Problem to solve: Copy each entry below without any change.
#### Available data
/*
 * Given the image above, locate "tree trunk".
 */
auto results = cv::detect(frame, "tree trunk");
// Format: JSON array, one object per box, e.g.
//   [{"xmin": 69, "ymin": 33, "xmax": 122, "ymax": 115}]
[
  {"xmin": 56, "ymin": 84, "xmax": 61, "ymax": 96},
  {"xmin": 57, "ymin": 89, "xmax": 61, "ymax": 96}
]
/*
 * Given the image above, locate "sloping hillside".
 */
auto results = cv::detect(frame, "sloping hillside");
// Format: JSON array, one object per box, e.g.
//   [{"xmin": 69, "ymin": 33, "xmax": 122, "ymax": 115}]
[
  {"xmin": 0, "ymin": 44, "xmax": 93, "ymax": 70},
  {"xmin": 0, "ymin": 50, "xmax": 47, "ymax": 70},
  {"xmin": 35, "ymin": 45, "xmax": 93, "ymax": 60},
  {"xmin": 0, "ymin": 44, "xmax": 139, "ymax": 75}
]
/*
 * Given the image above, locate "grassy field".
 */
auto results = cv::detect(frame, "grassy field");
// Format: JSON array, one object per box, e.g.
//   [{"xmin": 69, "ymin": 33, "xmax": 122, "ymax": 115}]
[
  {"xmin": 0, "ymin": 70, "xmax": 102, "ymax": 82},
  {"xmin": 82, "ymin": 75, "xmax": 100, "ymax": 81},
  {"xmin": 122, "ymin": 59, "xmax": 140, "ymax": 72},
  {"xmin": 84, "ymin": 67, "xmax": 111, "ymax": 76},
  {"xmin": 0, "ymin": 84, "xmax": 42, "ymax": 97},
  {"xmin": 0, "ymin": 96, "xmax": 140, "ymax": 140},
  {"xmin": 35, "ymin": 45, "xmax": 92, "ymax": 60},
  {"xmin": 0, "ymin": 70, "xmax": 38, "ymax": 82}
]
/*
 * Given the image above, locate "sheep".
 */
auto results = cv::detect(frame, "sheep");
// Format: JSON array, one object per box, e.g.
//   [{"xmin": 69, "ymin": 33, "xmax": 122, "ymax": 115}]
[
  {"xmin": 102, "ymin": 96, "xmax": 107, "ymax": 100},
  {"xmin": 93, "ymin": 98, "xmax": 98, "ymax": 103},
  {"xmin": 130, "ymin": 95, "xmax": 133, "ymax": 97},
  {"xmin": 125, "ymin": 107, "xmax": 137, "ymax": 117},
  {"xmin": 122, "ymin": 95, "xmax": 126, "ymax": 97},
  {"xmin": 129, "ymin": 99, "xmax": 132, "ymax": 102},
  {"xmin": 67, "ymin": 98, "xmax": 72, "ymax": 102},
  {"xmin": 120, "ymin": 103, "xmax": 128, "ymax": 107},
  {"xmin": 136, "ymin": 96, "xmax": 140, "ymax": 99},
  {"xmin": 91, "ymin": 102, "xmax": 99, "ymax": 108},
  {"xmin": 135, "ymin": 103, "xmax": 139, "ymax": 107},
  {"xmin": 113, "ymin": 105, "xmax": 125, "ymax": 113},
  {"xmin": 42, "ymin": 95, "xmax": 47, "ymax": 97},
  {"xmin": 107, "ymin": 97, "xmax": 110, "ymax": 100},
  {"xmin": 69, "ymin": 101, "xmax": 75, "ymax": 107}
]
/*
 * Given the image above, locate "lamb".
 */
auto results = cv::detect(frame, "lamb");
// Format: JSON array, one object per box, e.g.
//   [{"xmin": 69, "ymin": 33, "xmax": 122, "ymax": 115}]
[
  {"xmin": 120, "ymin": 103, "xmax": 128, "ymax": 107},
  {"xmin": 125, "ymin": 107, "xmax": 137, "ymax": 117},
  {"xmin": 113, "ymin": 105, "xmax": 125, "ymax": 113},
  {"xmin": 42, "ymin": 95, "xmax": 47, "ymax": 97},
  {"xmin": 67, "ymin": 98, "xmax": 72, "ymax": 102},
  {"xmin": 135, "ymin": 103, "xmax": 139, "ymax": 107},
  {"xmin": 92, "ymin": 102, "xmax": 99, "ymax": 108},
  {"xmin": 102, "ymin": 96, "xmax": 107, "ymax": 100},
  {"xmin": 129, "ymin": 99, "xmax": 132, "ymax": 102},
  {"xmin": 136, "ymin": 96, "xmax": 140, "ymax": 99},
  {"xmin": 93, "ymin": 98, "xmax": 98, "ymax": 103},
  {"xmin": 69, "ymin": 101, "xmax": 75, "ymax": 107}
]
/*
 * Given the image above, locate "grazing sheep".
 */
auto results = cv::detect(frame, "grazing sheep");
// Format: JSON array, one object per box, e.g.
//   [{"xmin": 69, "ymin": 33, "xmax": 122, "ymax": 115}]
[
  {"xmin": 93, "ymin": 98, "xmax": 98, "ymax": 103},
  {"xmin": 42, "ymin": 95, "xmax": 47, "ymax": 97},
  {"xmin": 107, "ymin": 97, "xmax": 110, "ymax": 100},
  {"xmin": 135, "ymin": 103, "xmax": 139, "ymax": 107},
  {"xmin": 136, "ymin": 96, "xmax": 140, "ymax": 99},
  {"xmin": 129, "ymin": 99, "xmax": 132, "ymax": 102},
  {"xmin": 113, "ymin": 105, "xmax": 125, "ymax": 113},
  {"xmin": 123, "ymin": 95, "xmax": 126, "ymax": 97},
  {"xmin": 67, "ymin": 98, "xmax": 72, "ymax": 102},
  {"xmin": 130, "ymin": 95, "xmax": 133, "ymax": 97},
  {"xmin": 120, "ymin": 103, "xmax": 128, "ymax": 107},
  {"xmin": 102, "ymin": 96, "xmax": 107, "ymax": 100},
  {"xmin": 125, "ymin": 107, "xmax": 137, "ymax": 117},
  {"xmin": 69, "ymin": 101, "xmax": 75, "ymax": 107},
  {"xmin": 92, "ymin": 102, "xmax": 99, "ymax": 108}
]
########
Solution to the exercise:
/*
 * Given the image above, locate "tree trunk".
 */
auto results = cv::detect(frame, "tree trunk");
// Format: JSON array, one object per box, e.g.
//   [{"xmin": 69, "ymin": 33, "xmax": 122, "ymax": 115}]
[
  {"xmin": 56, "ymin": 84, "xmax": 61, "ymax": 96},
  {"xmin": 57, "ymin": 89, "xmax": 61, "ymax": 96}
]
/*
 * Given the image above, locate "sloping hillside".
 */
auto results = cv::detect(frame, "sloping hillside");
// Format: JSON array, one object per box, e.g.
//   [{"xmin": 69, "ymin": 33, "xmax": 122, "ymax": 115}]
[
  {"xmin": 0, "ymin": 44, "xmax": 93, "ymax": 70},
  {"xmin": 0, "ymin": 50, "xmax": 47, "ymax": 70},
  {"xmin": 35, "ymin": 45, "xmax": 93, "ymax": 60},
  {"xmin": 0, "ymin": 44, "xmax": 139, "ymax": 75}
]
/*
 * Given the image above, locate "grassy field".
 */
auto results = cv::detect(frame, "grassy field");
// Format: JSON array, one object per box, e.g.
//   [{"xmin": 69, "ymin": 33, "xmax": 122, "ymax": 115}]
[
  {"xmin": 0, "ymin": 70, "xmax": 102, "ymax": 82},
  {"xmin": 82, "ymin": 75, "xmax": 100, "ymax": 81},
  {"xmin": 122, "ymin": 59, "xmax": 140, "ymax": 72},
  {"xmin": 84, "ymin": 67, "xmax": 111, "ymax": 76},
  {"xmin": 0, "ymin": 84, "xmax": 42, "ymax": 97},
  {"xmin": 0, "ymin": 96, "xmax": 140, "ymax": 140},
  {"xmin": 35, "ymin": 45, "xmax": 92, "ymax": 60},
  {"xmin": 0, "ymin": 70, "xmax": 38, "ymax": 82}
]
/*
 * Given the image above, locate "sheep".
 */
auto results = cv::detect(frame, "sheep");
// Format: JSON array, one object per box, e.g.
//   [{"xmin": 69, "ymin": 33, "xmax": 122, "ymax": 115}]
[
  {"xmin": 102, "ymin": 96, "xmax": 107, "ymax": 100},
  {"xmin": 93, "ymin": 98, "xmax": 98, "ymax": 103},
  {"xmin": 130, "ymin": 95, "xmax": 133, "ymax": 97},
  {"xmin": 125, "ymin": 107, "xmax": 137, "ymax": 117},
  {"xmin": 122, "ymin": 95, "xmax": 126, "ymax": 97},
  {"xmin": 129, "ymin": 99, "xmax": 132, "ymax": 102},
  {"xmin": 67, "ymin": 98, "xmax": 72, "ymax": 102},
  {"xmin": 120, "ymin": 103, "xmax": 128, "ymax": 107},
  {"xmin": 136, "ymin": 96, "xmax": 140, "ymax": 99},
  {"xmin": 91, "ymin": 102, "xmax": 99, "ymax": 108},
  {"xmin": 135, "ymin": 103, "xmax": 139, "ymax": 107},
  {"xmin": 113, "ymin": 105, "xmax": 125, "ymax": 113},
  {"xmin": 42, "ymin": 95, "xmax": 47, "ymax": 97},
  {"xmin": 107, "ymin": 97, "xmax": 110, "ymax": 100},
  {"xmin": 69, "ymin": 101, "xmax": 75, "ymax": 107}
]
/*
 * Given the image above, locate "lamb".
 */
auto results = cv::detect(frame, "lamb");
// Format: JSON array, one object per box, e.g.
//   [{"xmin": 69, "ymin": 33, "xmax": 122, "ymax": 115}]
[
  {"xmin": 120, "ymin": 103, "xmax": 128, "ymax": 107},
  {"xmin": 125, "ymin": 107, "xmax": 137, "ymax": 117},
  {"xmin": 113, "ymin": 105, "xmax": 125, "ymax": 113},
  {"xmin": 42, "ymin": 95, "xmax": 47, "ymax": 97},
  {"xmin": 67, "ymin": 98, "xmax": 72, "ymax": 102},
  {"xmin": 135, "ymin": 103, "xmax": 139, "ymax": 107},
  {"xmin": 92, "ymin": 102, "xmax": 99, "ymax": 108},
  {"xmin": 102, "ymin": 96, "xmax": 107, "ymax": 100},
  {"xmin": 129, "ymin": 99, "xmax": 132, "ymax": 102},
  {"xmin": 136, "ymin": 96, "xmax": 140, "ymax": 99},
  {"xmin": 93, "ymin": 98, "xmax": 98, "ymax": 103},
  {"xmin": 69, "ymin": 101, "xmax": 75, "ymax": 107}
]
/*
 * Given the image above, locate "grazing sheep".
 */
auto results = cv::detect(frame, "grazing sheep");
// Format: JSON array, one object per box, e.g.
//   [{"xmin": 69, "ymin": 33, "xmax": 122, "ymax": 115}]
[
  {"xmin": 93, "ymin": 98, "xmax": 98, "ymax": 103},
  {"xmin": 42, "ymin": 95, "xmax": 47, "ymax": 97},
  {"xmin": 107, "ymin": 97, "xmax": 110, "ymax": 100},
  {"xmin": 135, "ymin": 103, "xmax": 139, "ymax": 107},
  {"xmin": 136, "ymin": 96, "xmax": 140, "ymax": 99},
  {"xmin": 129, "ymin": 99, "xmax": 132, "ymax": 102},
  {"xmin": 113, "ymin": 105, "xmax": 125, "ymax": 113},
  {"xmin": 123, "ymin": 95, "xmax": 126, "ymax": 97},
  {"xmin": 67, "ymin": 98, "xmax": 72, "ymax": 102},
  {"xmin": 130, "ymin": 95, "xmax": 133, "ymax": 97},
  {"xmin": 120, "ymin": 103, "xmax": 128, "ymax": 107},
  {"xmin": 102, "ymin": 96, "xmax": 107, "ymax": 100},
  {"xmin": 125, "ymin": 107, "xmax": 137, "ymax": 117},
  {"xmin": 69, "ymin": 101, "xmax": 75, "ymax": 107},
  {"xmin": 92, "ymin": 102, "xmax": 99, "ymax": 108}
]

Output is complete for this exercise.